EXERCISE TEXT below:
Well, I guess that the "T"-word is a necessary evil in a society like ours.
Regarding Glenn Hubbard - yes, he needs and deserves a voice, and oh, hum, it is the same old stuff. I am certainly in favor of tax reform. Heaven knows that our tax laws are a mess. But Hubbard's suggestion starting with "no tax on capital gains or dividends" reveals his agenda, which is to soak the poor and middle classes, and make the rich, richer. The rich are the ones who would have the most to gain in removing the tax on capital gains and dividends.
My alternative, in a nutshell, would spread the burden in a manner more fair. My plan would work in three ways, a "three prong plan" to spread the tax burden more fairly and justly.
First, consider the local government use of a real estate tax. This is a tax applied on ownership of real property. Thus we see that a tax on ownership is just as valid as a tax on income. So, the first prong of my plan is to also tax wealth - let's apply a federal tax to real estate, stocks and bonds. How would this work? This would be a simple tax on ownership of stocks and bonds and real estate, say only one percent per year.
End of EXERCISE TEXT.
DATASET EXCERPTS below:
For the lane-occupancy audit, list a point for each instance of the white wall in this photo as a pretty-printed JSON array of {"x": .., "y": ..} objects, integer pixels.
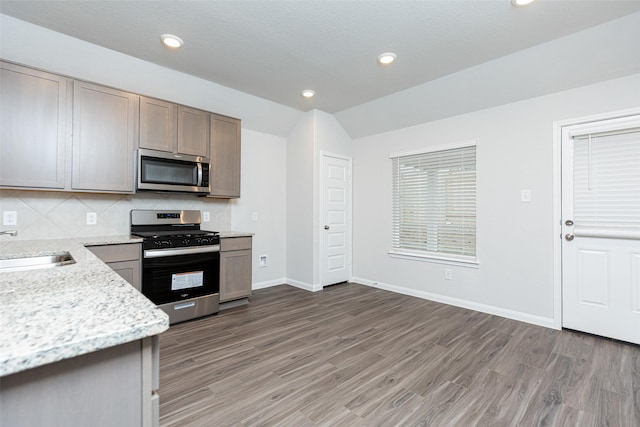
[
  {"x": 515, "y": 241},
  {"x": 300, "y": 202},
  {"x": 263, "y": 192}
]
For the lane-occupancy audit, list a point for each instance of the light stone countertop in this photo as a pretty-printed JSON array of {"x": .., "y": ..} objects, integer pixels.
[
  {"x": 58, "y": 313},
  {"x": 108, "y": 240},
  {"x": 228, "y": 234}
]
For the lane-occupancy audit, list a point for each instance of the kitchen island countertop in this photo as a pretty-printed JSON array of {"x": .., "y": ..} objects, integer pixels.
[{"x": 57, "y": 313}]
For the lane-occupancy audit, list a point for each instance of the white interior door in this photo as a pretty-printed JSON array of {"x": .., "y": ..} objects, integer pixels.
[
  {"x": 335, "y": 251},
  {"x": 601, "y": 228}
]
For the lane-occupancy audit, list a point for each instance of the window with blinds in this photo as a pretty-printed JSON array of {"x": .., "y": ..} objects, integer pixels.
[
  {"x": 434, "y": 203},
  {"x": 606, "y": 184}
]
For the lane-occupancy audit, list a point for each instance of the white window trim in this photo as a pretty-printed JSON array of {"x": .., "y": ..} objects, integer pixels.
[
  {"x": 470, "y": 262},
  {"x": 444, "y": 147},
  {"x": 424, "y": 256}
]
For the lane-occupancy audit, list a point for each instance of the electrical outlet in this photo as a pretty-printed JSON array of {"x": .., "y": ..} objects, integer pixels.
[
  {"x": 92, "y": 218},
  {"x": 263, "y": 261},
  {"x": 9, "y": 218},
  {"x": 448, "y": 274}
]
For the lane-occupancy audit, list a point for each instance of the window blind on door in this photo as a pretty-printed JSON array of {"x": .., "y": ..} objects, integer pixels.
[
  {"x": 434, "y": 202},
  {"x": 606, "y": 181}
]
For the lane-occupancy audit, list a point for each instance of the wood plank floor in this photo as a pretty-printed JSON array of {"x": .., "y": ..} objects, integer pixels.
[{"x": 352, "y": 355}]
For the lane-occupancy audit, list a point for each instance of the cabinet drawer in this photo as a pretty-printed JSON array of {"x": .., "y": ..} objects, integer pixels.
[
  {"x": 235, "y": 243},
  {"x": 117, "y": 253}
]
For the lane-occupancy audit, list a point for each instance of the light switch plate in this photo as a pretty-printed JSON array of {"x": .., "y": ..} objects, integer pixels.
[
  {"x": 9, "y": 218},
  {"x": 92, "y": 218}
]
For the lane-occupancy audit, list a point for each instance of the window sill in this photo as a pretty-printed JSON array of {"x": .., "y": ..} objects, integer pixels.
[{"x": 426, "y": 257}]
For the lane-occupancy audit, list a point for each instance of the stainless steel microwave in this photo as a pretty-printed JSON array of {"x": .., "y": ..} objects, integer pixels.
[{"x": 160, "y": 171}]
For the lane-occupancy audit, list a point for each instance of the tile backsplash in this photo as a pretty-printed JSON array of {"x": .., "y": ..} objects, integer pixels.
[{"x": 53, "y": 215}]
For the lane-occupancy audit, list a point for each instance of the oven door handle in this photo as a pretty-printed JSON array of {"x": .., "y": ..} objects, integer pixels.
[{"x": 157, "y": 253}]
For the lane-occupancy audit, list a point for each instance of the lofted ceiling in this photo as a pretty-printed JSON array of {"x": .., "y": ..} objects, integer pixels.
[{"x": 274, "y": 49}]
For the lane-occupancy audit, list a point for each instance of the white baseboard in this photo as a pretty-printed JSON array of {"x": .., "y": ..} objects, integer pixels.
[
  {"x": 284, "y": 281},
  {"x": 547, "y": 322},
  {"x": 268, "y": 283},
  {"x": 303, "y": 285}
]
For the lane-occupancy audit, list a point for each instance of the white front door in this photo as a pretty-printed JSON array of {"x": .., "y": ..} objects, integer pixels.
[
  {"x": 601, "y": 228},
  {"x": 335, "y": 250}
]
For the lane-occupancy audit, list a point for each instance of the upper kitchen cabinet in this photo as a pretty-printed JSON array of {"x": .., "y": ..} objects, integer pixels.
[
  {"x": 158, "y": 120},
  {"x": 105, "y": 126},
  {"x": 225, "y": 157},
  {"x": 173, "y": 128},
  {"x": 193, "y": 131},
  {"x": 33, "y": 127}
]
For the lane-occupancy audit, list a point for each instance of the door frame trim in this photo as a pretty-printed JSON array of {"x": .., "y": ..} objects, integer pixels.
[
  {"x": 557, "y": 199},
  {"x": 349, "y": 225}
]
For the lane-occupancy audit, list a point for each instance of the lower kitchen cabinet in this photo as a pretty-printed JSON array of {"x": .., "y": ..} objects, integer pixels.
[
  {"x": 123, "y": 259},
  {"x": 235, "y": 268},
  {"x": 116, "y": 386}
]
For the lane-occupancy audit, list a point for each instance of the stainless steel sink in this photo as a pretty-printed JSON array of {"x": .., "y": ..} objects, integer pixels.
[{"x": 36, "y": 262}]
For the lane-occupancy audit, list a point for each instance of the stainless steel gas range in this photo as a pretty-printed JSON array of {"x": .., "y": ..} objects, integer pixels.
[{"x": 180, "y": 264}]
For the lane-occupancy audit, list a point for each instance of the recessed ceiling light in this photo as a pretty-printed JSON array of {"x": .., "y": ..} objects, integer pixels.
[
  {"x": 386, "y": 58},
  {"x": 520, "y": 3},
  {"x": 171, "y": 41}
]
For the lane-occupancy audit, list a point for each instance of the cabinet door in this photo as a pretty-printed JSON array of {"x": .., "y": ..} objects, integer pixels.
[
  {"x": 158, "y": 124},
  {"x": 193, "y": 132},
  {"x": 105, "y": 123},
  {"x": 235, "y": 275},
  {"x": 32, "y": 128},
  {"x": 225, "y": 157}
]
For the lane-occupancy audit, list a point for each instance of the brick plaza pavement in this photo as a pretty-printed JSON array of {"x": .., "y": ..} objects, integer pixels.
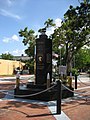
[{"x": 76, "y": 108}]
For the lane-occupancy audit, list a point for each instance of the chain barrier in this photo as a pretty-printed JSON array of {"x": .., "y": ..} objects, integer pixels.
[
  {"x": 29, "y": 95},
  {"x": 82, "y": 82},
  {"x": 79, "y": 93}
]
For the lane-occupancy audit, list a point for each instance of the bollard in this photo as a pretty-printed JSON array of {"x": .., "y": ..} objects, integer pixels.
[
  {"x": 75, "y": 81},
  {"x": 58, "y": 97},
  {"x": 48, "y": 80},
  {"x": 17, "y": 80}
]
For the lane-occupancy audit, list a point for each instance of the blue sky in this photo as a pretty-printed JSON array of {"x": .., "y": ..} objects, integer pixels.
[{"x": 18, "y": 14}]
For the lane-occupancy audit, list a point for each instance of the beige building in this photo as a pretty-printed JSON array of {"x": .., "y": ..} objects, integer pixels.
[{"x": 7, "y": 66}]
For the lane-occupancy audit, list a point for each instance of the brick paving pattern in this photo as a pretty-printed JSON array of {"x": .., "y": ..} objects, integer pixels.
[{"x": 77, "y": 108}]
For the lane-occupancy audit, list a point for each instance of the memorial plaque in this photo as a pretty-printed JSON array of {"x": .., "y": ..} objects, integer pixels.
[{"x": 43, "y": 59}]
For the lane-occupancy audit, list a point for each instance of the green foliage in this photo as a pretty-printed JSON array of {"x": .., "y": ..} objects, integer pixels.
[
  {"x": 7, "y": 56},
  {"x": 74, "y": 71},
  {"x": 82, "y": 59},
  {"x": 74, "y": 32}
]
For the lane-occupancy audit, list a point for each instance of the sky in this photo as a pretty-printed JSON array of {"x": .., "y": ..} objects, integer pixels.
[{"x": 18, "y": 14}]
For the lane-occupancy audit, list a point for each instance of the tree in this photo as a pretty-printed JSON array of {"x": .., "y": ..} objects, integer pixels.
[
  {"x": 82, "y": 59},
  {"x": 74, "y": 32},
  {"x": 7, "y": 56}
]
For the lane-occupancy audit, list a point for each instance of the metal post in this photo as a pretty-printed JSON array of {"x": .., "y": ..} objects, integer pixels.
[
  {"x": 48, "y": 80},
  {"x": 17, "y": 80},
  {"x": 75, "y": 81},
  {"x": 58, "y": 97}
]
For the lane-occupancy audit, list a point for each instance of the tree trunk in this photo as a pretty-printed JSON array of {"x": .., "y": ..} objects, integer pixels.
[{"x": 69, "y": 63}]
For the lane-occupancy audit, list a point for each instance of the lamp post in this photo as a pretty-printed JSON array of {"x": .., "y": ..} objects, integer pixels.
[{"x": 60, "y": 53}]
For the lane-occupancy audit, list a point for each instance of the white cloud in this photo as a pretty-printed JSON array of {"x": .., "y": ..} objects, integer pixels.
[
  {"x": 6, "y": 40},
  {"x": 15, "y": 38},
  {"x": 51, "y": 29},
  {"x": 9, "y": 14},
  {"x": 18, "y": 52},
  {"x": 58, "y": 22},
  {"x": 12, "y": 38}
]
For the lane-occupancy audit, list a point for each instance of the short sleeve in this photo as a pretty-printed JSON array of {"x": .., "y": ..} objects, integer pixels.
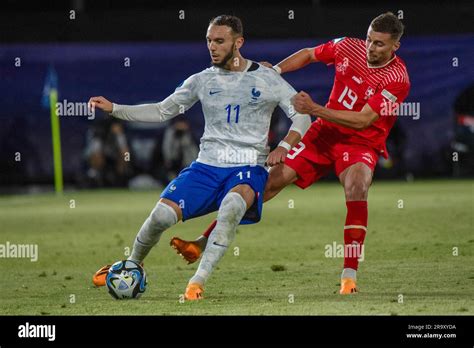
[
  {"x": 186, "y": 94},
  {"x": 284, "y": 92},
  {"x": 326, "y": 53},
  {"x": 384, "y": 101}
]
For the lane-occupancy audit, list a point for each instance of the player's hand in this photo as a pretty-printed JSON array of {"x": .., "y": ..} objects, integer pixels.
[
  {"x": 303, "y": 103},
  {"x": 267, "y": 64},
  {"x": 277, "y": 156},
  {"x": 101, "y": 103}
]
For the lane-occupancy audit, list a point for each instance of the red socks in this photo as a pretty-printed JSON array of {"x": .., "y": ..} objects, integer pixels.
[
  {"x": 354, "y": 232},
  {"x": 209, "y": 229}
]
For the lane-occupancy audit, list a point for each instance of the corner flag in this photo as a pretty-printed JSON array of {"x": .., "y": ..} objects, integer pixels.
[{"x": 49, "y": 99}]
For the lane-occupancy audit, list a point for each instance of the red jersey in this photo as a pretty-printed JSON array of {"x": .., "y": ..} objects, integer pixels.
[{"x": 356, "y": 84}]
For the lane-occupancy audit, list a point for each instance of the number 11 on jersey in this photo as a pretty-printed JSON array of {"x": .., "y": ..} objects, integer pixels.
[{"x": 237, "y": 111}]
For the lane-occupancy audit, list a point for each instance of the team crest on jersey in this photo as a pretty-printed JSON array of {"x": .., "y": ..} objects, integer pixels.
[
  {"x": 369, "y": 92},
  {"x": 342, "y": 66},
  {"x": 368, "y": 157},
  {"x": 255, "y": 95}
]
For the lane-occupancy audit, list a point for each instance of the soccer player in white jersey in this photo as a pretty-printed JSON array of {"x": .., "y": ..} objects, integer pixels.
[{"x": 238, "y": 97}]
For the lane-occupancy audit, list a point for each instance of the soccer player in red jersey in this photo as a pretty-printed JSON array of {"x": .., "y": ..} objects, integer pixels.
End of DATASET EXCERPTS.
• YOUR TASKS
1 – In the tax reform text, what yearly rate does the writer suggest for the federal tax on owning stocks, bonds and real estate?
2 – Please decide whether each statement agrees with the tax reform text, giving yes or no and the deciding words. (a) The writer opposes tax reform. (b) The first prong of the plan is to tax wealth. (c) The writer's plan has four prongs.
The data has no connection to the tax reform text.

• EXERCISE SOLUTIONS
1 – One percent per year.

2 –
(a) No: "I am certainly in favor of tax reform."
(b) Yes: "the first prong of my plan is to also tax wealth"
(c) No: "a "three prong plan""